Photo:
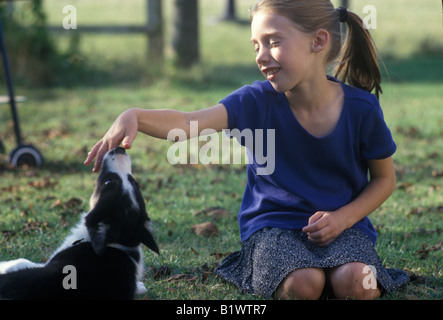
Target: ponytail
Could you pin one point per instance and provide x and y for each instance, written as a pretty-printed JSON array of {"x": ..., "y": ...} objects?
[{"x": 358, "y": 61}]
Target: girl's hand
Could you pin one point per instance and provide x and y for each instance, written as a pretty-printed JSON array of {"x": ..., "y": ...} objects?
[
  {"x": 323, "y": 228},
  {"x": 123, "y": 131}
]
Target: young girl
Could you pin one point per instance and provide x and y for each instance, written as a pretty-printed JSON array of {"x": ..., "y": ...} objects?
[{"x": 304, "y": 227}]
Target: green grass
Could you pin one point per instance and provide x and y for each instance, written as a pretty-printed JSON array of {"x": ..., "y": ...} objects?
[{"x": 39, "y": 206}]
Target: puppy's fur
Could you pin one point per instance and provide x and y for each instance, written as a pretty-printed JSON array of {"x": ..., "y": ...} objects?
[{"x": 102, "y": 257}]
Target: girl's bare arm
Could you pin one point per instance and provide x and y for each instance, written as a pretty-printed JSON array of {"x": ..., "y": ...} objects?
[{"x": 156, "y": 123}]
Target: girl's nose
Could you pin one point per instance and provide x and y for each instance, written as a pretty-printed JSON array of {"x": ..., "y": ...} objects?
[{"x": 262, "y": 55}]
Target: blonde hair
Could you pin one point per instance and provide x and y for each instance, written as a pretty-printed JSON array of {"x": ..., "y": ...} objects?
[{"x": 357, "y": 58}]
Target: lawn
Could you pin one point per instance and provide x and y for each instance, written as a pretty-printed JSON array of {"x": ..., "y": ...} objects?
[{"x": 38, "y": 206}]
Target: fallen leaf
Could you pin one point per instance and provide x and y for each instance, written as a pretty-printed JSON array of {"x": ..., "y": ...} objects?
[
  {"x": 206, "y": 229},
  {"x": 424, "y": 250},
  {"x": 213, "y": 212},
  {"x": 163, "y": 271}
]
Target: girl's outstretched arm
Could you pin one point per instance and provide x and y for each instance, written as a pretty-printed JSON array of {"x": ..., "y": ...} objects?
[{"x": 156, "y": 123}]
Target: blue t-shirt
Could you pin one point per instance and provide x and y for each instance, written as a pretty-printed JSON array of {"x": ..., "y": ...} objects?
[{"x": 310, "y": 174}]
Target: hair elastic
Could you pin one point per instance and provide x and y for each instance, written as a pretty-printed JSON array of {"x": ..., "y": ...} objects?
[{"x": 342, "y": 14}]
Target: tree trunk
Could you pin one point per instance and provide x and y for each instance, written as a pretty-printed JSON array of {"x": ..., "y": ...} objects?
[
  {"x": 185, "y": 40},
  {"x": 155, "y": 31}
]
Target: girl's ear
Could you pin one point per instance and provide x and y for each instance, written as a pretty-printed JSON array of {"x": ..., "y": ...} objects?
[{"x": 320, "y": 40}]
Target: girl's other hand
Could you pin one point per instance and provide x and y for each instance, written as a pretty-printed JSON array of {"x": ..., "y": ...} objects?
[
  {"x": 123, "y": 131},
  {"x": 323, "y": 228}
]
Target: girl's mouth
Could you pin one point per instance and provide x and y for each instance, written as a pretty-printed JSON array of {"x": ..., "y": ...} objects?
[{"x": 271, "y": 73}]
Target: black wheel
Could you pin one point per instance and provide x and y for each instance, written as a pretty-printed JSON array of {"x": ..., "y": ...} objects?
[{"x": 25, "y": 155}]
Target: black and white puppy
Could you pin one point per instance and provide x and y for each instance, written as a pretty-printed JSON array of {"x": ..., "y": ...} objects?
[{"x": 102, "y": 257}]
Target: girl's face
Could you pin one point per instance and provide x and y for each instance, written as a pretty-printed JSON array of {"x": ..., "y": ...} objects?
[{"x": 283, "y": 52}]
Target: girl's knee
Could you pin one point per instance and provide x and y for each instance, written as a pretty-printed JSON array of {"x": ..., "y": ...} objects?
[
  {"x": 354, "y": 280},
  {"x": 302, "y": 284}
]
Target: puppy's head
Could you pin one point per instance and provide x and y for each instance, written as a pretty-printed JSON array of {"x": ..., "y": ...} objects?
[{"x": 117, "y": 210}]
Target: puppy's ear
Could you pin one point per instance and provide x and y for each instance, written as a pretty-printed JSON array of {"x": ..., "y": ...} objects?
[
  {"x": 97, "y": 229},
  {"x": 99, "y": 237},
  {"x": 147, "y": 239}
]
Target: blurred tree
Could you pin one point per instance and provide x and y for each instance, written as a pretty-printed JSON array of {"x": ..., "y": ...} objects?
[
  {"x": 230, "y": 13},
  {"x": 185, "y": 41},
  {"x": 155, "y": 27}
]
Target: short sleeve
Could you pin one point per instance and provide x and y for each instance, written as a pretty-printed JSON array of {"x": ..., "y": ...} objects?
[{"x": 376, "y": 138}]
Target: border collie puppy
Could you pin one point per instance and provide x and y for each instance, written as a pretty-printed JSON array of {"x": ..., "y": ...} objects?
[{"x": 102, "y": 257}]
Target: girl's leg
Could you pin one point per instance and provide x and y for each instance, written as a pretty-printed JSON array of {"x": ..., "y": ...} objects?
[
  {"x": 353, "y": 280},
  {"x": 302, "y": 284}
]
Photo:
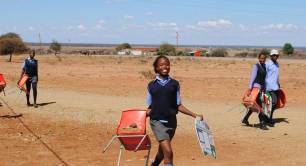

_ _ _ _

Exercise: Output the records above exactly as they are, leaving out the pictures.

Output of the task:
Photo:
Target: ponytail
Could you pin one point per instance and provide x and y for each instance, written as a pretty-printed JSON array of {"x": ..., "y": ...} objects?
[{"x": 358, "y": 61}]
Target: girl's hand
Could you pin one point per instance and provide x and y for each instance, written as a pretty-printed JSON array of {"x": ..., "y": ...} objects?
[
  {"x": 323, "y": 228},
  {"x": 123, "y": 131}
]
Target: young girl
Could you pin one point per instance and provide x and y for each instance, written as a pretty-printed JSON array of {"x": ..., "y": ...} objects?
[{"x": 304, "y": 227}]
Target: green grass
Could you pin one point per instance and provide x and y for each instance, written as a pretty-printed JSON array of {"x": ..., "y": ...} objects?
[{"x": 39, "y": 206}]
Target: puppy's fur
Could you pin one point per instance and provide x and y for each instance, written as a pretty-printed JSON array of {"x": ..., "y": ...} objects?
[{"x": 102, "y": 257}]
Target: girl's bare arm
Could you pin one point per instance and provide x and y for each instance, written as a pretty-printed JSON array of {"x": ..., "y": ...} objects?
[{"x": 156, "y": 123}]
Target: girl's nose
Could you pin one point per instance and provide x and y for each instance, written as a pretty-printed JSON array of {"x": ..., "y": ...} objects?
[{"x": 262, "y": 55}]
Target: blonde hair
Could you pin one point per instance and provide x and y for each instance, written as a pretty-printed JSON array of {"x": ..., "y": ...} objects?
[{"x": 357, "y": 58}]
Target: lawn
Could you pin one point per instance and provide x and y for each instance, written as a pretty-printed JSON array of {"x": ..., "y": ...} objects?
[{"x": 38, "y": 206}]
Target: fallen leaf
Could you pin one point per instance and provide x and y for each instance, written as a pretty-printed JSON array of {"x": ..., "y": ...} objects?
[
  {"x": 206, "y": 229},
  {"x": 424, "y": 250},
  {"x": 213, "y": 212},
  {"x": 163, "y": 271}
]
Target: girl's outstretched arm
Could you pin one point per instance and provide x and y for each instance, written as a pretty-printed JSON array of {"x": ..., "y": ...} objects?
[{"x": 156, "y": 123}]
Target: blue t-shirt
Could you pin one point per instance and provide x and y for each instance, written as a pretty-printed JSON array of {"x": ..., "y": ...} objects?
[{"x": 310, "y": 174}]
Target: hair elastic
Could you pin one point per instance and provide x and y for each instance, written as a pretty-printed JSON array of {"x": ..., "y": ...} objects?
[{"x": 342, "y": 14}]
Target: tree trunk
Could you pin one point per instance and provide x and y for each instance, written as a pretty-printed JSON array of {"x": ..., "y": ...} objects?
[
  {"x": 185, "y": 40},
  {"x": 155, "y": 31}
]
Target: girl's ear
Could you pin one point per instance and provide x and y for each instance, written as a pretty-printed JSON array of {"x": ..., "y": ...} objects?
[{"x": 320, "y": 40}]
Target: girl's other hand
Could you pin one point per instance and provide x and y for each instance, written as a pretty-printed JSON array of {"x": ..., "y": ...} objects?
[
  {"x": 123, "y": 131},
  {"x": 323, "y": 228}
]
Target: girl's mouth
Could you pin one point per instance and provide x and y for each instance, written as a pretty-printed JSON array of {"x": ..., "y": ...} objects?
[{"x": 271, "y": 73}]
Target: black wheel
Could you pin one point per instance and provide x and y for each instance, written as a pretty-printed JSON array of {"x": ..., "y": ...} objects?
[{"x": 25, "y": 155}]
Target: black and white puppy
Could you pin one point per instance and provide x and y for each instance, written as a pretty-printed JSON array of {"x": ..., "y": ...} objects?
[{"x": 102, "y": 257}]
Target: girl's face
Could you pin one point per instance and provide x and y for each instance, written as a pretty-printed JSON array of {"x": ..., "y": ...} objects?
[{"x": 283, "y": 52}]
Target: girl's knee
Could you pin one point per instance and provide x and y for each instance, written as a pretty-printed JSON array of {"x": ..., "y": ...} objects?
[
  {"x": 354, "y": 280},
  {"x": 302, "y": 284}
]
Target: puppy's head
Could you pin one point per instance and provide x and y for each instance, written as a pretty-printed JSON array of {"x": ..., "y": ...} objects?
[{"x": 117, "y": 210}]
Target: puppy's ear
Could you pin one point per instance and provide x and y for each instance, written as a pretty-printed JSON array of {"x": ..., "y": ...} objects?
[
  {"x": 97, "y": 229},
  {"x": 99, "y": 237},
  {"x": 147, "y": 239}
]
Target: blurred tree
Could you pin one point per instance and provide x and y for each instance, written as a pretty-printed JSON array of {"x": ..., "y": ...} objects?
[
  {"x": 230, "y": 13},
  {"x": 185, "y": 41},
  {"x": 155, "y": 27}
]
Target: short sleeve
Could you pin one point per instance and provide x and y for each instance, written as a pretty-printed JSON array of {"x": ..., "y": ...} objects?
[{"x": 376, "y": 138}]
Target: border collie puppy
Could you pin one point per instance and provide x and y for each instance, written as a pretty-printed JSON array of {"x": ..., "y": ...} objects?
[{"x": 102, "y": 257}]
Target: girl's leg
Could you pin one point per instance and provide x and y for each instance, written as a pretty-printed JSON array of {"x": ..., "y": ...} objects?
[
  {"x": 353, "y": 280},
  {"x": 302, "y": 284}
]
Photo:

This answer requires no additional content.